If infrastructure is one looming crisis for localities, the other is certainly pensions. While a few cities have initiated some retirement benefit reforms in the past five years — around 20 percent of localities, according to NLC — pensions remain a major fiscal problem for municipalities. Pension burdens increased for 31 of the 50 largest local governments in fiscal 2013, the most recent year for which data is available, according to a recent Moody’s report. And in general, required pension contributions are growing faster — in some cases much faster — than local government revenues. As aging public employees retire in the next decade, those pension obligations will continue to gobble up an increasing share of city expenditures, crowding out spending on other services.

The twin crises of infrastructure investment and pension burdens represent deeper structural problems that cities must confront. The good news, says Pagano, is that cities are at least talking about their pension and infrastructure needs. But talk doesn’t always translate into appropriate action. “Yes, cities are having serious conversations” about these topics, he says. “But are they adequately addressing the long-term liability issue? That’s something we don’t have an answer to yet.”

The underlying question, in Colorado Springs and elsewhere, is whether cities are any better equipped to handle the next fiscal downturn. If history is any guide, an economic contraction will happen within a few years. Are cities ready? In one aspect, they may be. “If the Great Recession taught cities anything,” says Pagano, “it taught them not to believe in overly optimistic forecasts in their pension systems. Maybe that’s a good thing.”

In Colorado Springs, leaders say they’re definitely better prepared. The city’s reserves today are $10 million higher than they were in 2007. And Suthers says that if voters pass his tax increase for road repairs, the city will be on even surer footing. “We’re in a better place than we were,” he says. While Suthers doesn’t question the cuts that were made in 2010 because they were “philosophically consistent” with the views of Colorado Springs residents, he acknowledges that they remain an issue. “I’m still dealing with many of the cuts we made five years ago and trying to get back to square one.”

○ ○ ○ ○

Exercise tasks =>
A) Update the passage on city finances: give it again starting with "If infrastructure is" and going on through "on other services.", with "localities" replaced by "towns".
B) Work out how many lines of the records contain the string "face", counting case. Reply with the number alone.

Excerpts of location labeling records =>
○ ○ ○ ○

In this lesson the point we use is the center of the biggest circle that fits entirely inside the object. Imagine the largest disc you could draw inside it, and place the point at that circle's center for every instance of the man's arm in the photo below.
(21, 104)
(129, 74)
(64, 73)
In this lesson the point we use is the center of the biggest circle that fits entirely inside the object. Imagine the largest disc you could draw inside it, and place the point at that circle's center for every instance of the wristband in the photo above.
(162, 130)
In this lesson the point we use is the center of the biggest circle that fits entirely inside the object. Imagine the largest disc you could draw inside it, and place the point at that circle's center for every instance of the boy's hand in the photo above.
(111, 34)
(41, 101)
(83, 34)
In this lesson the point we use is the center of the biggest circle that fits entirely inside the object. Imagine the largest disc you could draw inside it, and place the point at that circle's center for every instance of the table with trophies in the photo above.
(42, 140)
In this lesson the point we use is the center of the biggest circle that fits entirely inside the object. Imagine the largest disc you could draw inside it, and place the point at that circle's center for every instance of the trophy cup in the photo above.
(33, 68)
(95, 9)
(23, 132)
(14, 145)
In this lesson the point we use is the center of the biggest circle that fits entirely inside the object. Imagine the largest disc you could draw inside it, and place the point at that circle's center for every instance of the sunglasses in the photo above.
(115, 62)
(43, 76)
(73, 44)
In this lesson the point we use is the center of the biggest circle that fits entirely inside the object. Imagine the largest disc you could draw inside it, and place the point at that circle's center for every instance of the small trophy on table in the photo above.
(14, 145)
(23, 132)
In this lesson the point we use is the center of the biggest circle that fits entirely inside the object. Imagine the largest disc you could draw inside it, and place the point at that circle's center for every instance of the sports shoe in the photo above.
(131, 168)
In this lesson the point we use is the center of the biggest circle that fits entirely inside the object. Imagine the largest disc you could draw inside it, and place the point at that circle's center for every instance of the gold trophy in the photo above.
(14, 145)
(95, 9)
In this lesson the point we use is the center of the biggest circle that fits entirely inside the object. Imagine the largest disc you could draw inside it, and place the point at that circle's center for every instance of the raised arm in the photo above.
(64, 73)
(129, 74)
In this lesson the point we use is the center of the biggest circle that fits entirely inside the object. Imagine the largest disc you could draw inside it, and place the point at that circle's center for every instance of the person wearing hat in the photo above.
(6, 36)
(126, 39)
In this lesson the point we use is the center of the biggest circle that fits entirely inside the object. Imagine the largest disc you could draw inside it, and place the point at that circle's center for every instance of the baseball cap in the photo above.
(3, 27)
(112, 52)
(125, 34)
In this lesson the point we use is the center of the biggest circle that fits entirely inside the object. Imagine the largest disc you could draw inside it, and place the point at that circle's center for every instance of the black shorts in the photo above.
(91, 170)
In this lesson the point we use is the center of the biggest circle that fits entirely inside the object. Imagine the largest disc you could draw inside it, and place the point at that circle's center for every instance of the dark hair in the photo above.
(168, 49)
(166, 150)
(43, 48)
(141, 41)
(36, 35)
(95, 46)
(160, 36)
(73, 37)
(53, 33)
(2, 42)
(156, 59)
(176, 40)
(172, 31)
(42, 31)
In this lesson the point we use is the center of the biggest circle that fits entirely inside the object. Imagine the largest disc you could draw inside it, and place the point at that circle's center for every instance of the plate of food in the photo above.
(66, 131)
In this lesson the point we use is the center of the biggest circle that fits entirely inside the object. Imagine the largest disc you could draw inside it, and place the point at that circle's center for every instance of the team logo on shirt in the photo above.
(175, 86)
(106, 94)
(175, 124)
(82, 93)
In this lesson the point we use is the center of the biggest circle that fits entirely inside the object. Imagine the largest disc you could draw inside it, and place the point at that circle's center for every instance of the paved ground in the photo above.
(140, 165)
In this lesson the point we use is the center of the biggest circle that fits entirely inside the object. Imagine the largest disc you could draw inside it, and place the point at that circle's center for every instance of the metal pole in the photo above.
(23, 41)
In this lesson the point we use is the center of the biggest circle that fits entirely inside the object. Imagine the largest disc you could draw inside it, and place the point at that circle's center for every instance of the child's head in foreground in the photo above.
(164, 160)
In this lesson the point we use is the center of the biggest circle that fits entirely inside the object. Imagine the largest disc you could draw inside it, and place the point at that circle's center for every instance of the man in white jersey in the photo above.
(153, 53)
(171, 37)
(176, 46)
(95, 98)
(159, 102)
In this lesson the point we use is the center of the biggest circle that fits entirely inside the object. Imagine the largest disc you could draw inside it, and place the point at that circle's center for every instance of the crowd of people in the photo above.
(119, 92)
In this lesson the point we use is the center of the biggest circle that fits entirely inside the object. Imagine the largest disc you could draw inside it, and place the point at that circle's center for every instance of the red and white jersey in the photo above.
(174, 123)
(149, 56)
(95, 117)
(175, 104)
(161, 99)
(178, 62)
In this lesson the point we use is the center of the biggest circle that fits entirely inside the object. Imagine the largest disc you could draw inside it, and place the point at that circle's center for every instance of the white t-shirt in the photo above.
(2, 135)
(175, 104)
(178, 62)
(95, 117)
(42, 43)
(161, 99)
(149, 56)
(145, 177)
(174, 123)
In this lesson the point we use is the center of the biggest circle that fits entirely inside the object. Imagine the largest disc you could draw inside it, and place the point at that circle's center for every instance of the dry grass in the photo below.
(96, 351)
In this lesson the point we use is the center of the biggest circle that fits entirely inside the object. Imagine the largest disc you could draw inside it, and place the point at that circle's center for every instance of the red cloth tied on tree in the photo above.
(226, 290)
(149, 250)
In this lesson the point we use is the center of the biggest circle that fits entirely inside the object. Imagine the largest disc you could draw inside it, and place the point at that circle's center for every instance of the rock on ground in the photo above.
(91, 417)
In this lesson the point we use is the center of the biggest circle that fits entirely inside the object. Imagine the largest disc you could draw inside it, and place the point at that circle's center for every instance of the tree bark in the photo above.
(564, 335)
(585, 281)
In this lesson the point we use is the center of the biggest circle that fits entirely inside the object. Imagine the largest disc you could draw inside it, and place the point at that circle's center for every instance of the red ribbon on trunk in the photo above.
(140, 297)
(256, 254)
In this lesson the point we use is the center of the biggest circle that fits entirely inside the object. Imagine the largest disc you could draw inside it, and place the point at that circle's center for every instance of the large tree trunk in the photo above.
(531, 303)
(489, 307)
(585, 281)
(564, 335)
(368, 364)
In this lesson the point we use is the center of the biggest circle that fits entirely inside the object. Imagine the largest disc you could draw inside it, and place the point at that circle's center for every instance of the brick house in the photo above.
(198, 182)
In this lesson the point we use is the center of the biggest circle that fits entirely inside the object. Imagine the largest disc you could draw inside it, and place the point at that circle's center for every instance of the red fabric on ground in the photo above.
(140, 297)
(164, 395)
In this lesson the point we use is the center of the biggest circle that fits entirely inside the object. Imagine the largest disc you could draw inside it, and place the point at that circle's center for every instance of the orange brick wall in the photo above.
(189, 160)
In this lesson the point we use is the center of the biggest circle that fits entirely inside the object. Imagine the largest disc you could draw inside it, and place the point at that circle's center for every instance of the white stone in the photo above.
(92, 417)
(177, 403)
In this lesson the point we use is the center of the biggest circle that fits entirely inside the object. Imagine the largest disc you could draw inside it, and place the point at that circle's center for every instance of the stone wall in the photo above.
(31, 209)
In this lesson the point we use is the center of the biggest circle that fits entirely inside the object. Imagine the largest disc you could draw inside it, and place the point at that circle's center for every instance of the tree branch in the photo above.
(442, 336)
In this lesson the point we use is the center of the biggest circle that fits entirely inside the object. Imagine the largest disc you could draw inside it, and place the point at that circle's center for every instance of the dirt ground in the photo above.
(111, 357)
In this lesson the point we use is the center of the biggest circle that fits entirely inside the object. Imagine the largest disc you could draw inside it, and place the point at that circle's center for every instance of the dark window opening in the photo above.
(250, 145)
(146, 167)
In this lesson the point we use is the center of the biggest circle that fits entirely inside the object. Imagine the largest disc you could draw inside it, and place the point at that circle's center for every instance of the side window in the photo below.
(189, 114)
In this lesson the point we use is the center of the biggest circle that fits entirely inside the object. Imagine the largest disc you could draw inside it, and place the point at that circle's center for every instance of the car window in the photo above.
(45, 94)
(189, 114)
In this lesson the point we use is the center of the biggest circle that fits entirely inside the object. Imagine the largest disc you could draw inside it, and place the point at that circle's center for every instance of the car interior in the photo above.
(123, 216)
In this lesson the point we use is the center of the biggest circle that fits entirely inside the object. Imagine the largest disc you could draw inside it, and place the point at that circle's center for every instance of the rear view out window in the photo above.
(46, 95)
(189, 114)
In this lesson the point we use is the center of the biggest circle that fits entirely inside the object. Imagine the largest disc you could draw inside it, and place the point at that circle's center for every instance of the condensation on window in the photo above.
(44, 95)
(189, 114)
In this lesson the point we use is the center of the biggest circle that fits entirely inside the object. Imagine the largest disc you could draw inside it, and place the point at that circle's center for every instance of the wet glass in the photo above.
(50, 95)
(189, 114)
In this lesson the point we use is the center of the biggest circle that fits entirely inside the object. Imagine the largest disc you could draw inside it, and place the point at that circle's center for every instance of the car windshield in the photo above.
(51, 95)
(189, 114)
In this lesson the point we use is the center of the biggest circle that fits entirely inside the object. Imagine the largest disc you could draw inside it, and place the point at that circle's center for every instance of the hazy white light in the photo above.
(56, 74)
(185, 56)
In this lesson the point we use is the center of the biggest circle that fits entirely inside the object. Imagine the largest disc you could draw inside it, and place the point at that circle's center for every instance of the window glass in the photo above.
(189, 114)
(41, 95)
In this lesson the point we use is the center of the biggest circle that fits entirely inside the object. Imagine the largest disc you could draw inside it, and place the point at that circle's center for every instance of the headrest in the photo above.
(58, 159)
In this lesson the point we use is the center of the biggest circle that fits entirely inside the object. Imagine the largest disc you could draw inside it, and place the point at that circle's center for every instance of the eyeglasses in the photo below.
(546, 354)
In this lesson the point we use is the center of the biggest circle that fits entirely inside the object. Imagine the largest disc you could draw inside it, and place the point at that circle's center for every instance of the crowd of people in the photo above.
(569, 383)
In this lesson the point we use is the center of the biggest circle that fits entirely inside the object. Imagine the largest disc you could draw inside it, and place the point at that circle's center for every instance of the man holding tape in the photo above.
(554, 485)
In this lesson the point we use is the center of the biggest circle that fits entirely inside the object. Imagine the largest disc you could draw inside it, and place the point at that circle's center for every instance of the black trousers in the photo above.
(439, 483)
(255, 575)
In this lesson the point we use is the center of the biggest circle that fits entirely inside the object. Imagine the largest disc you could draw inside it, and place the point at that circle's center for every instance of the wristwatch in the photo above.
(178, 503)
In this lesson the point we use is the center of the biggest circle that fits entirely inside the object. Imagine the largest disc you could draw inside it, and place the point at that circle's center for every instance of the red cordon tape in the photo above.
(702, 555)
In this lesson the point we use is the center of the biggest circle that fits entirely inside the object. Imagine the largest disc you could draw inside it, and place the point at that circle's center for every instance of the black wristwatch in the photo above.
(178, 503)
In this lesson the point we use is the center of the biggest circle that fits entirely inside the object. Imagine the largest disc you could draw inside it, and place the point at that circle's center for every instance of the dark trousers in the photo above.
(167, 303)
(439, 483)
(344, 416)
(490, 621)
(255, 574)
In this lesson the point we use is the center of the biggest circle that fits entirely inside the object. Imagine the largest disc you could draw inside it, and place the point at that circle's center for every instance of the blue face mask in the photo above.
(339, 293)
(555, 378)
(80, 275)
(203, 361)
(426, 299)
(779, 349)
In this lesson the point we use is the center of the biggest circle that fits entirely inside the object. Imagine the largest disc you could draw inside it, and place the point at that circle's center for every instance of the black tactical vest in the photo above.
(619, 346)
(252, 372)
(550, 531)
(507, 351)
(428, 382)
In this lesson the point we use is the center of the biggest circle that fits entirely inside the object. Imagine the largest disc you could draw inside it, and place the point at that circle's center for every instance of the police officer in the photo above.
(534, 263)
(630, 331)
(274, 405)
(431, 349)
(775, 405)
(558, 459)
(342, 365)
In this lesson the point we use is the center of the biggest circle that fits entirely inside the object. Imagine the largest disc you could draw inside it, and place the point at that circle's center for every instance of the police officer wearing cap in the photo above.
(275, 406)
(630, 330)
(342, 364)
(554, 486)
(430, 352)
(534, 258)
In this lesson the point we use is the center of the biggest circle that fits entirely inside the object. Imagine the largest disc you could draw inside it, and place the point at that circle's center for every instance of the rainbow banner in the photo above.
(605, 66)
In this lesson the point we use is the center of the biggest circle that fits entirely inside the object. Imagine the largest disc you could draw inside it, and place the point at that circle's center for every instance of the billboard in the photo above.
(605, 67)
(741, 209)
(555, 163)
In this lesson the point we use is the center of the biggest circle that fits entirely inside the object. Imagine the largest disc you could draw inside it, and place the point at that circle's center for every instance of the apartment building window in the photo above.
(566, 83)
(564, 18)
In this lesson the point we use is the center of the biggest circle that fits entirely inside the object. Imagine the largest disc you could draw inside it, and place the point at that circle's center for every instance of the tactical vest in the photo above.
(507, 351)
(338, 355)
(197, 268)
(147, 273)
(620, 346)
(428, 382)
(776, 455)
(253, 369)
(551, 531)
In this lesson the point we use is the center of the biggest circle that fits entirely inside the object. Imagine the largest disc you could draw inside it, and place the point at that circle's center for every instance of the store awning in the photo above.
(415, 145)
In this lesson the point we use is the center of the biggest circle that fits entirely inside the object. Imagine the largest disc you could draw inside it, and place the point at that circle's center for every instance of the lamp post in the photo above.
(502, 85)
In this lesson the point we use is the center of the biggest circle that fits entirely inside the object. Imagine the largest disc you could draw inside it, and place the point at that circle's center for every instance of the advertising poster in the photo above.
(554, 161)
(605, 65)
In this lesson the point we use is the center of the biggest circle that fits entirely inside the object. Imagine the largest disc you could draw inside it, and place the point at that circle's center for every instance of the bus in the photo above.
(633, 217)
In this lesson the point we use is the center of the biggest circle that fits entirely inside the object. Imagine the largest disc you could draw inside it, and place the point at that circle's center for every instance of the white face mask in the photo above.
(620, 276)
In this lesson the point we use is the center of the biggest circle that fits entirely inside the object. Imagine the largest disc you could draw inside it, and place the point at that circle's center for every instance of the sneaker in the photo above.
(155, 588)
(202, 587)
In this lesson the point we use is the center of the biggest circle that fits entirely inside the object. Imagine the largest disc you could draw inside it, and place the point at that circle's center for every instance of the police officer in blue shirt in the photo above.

○ ○ ○ ○

Results of the tasks =>
A)
If infrastructure is one looming crisis for towns, the other is certainly pensions. While a few cities have initiated some retirement benefit reforms in the past five years — around 20 percent of towns, according to NLC — pensions remain a major fiscal problem for municipalities. Pension burdens increased for 31 of the 50 largest local governments in fiscal 2013, the most recent year for which data is available, according to a recent Moody’s report. And in general, required pension contributions are growing faster — in some cases much faster — than local government revenues. As aging public employees retire in the next decade, those pension obligations will continue to gobble up an increasing share of city expenditures, crowding out spending on other services.

B) 2